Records

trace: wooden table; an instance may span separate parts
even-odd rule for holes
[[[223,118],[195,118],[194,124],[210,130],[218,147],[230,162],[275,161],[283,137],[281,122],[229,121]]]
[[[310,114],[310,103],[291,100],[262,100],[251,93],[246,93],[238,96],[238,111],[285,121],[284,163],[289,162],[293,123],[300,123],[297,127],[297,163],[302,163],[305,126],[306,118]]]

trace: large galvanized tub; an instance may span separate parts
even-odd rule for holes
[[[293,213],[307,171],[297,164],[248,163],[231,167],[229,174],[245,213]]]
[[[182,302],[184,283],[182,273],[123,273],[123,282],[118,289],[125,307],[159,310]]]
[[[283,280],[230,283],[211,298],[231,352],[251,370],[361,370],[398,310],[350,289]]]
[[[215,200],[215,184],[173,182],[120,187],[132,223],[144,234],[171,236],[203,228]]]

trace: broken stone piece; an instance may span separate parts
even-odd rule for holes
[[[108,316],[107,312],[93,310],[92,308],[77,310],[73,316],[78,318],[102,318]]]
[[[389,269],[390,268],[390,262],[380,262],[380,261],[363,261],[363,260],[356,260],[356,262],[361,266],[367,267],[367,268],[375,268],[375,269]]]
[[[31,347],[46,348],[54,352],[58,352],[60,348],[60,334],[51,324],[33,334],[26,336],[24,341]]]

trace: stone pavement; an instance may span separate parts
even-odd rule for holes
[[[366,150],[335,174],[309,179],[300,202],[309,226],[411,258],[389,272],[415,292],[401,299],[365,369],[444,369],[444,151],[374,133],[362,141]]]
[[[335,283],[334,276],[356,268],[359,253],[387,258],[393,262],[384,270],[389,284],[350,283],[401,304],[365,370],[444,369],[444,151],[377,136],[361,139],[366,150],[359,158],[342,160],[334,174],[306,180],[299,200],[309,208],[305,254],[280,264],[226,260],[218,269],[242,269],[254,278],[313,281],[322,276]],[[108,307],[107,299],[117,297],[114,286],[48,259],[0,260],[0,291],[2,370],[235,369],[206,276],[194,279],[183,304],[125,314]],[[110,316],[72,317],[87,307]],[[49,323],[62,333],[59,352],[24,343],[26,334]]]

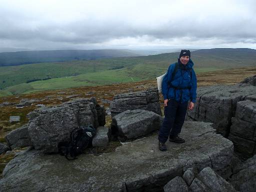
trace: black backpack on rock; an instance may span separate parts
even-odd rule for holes
[[[96,134],[96,130],[92,126],[78,126],[71,132],[70,142],[62,142],[58,144],[58,152],[68,160],[74,160],[82,153]]]

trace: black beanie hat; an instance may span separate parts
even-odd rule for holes
[[[182,50],[180,54],[180,58],[182,56],[188,56],[190,58],[190,50]]]

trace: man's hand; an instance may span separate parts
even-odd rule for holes
[[[194,108],[194,104],[193,102],[190,102],[190,106],[188,106],[188,110],[192,110]]]
[[[168,102],[168,99],[166,99],[164,100],[164,106],[167,106],[167,103]]]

WRITTEN TASK: Repeat all the lines above word for word, leaving the pictures out.

THE RESPONSE:
trace: wooden table; an instance may span separate parts
even-odd rule for holes
[[[223,118],[195,118],[194,124],[210,130],[218,147],[230,162],[275,161],[283,137],[281,122],[229,121]]]
[[[310,114],[310,103],[291,100],[262,100],[251,93],[246,93],[238,96],[238,111],[285,121],[284,163],[289,162],[293,123],[300,123],[297,127],[297,163],[302,163],[305,126],[306,118]]]

trace: large galvanized tub; an instance may span separate parts
even-odd rule for holes
[[[293,213],[307,171],[297,164],[248,163],[231,167],[229,174],[245,213]]]
[[[182,302],[184,283],[182,273],[123,273],[123,282],[118,289],[125,307],[159,310]]]
[[[283,280],[230,283],[211,298],[231,352],[251,370],[361,370],[398,310],[350,289]]]
[[[215,200],[215,184],[173,182],[120,187],[132,223],[144,234],[171,236],[203,228]]]

trace: broken stone piece; an instance may span separate parts
even-odd rule for holes
[[[108,316],[107,312],[93,310],[92,308],[77,310],[73,316],[78,318],[102,318]]]
[[[389,269],[390,268],[390,262],[380,262],[380,261],[363,261],[363,260],[356,260],[356,262],[361,266],[367,267],[367,268],[375,268],[375,269]]]
[[[31,347],[46,348],[54,352],[58,352],[60,348],[60,334],[51,324],[33,334],[26,336],[24,341]]]

trace: stone pavement; an instance may span separate parts
even-odd rule for holes
[[[366,150],[335,174],[309,179],[300,202],[309,226],[411,258],[389,272],[415,292],[401,299],[365,369],[444,369],[444,151],[374,133],[362,141]]]
[[[335,283],[334,276],[356,268],[359,253],[387,258],[393,262],[384,270],[389,284],[350,283],[401,304],[365,370],[444,369],[444,151],[377,136],[361,139],[366,150],[359,158],[342,160],[334,174],[306,180],[299,200],[309,208],[305,254],[280,264],[226,260],[218,269],[242,269],[254,278],[313,281],[322,276]],[[108,307],[107,299],[117,297],[114,286],[48,259],[0,260],[0,291],[2,370],[235,369],[206,276],[194,279],[183,304],[125,314]],[[110,316],[72,317],[87,307]],[[49,323],[62,333],[59,352],[24,343],[26,334]]]

trace: black backpack on rock; an instance may span separate parts
even-odd rule for holes
[[[96,134],[96,130],[92,126],[78,126],[71,132],[70,142],[62,142],[58,144],[58,152],[68,160],[74,160],[82,153]]]

trace: black beanie hat; an instance may span separate parts
even-odd rule for holes
[[[182,50],[180,54],[180,58],[182,56],[188,56],[190,58],[190,50]]]

trace: man's hand; an instance may span separate parts
even-odd rule for holes
[[[194,108],[194,104],[193,102],[190,102],[190,106],[188,106],[188,110],[192,110]]]
[[[168,102],[168,99],[166,99],[164,100],[164,106],[167,106],[167,103]]]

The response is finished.